Location identification entries:
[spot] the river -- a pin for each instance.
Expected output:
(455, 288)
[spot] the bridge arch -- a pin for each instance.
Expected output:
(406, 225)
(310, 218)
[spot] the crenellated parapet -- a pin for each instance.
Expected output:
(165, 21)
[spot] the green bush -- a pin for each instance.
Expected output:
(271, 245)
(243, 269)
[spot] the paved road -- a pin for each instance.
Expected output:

WHAT THE TASK REQUIRES: Extract all the material, leaving every line as it is.

COMPLETE RESPONSE:
[spot] the river -- a pin for each instance.
Expected output:
(455, 288)
[spot] the bridge arch -- a pin for each instance.
Expected output:
(406, 225)
(310, 218)
[spot] the crenellated parapet -- a pin for each instance.
Expected output:
(165, 21)
[spot] the green bush -- a pin for each instance.
Expected output:
(271, 245)
(243, 269)
[spot] the paved road -- a pin for each instance.
Expected output:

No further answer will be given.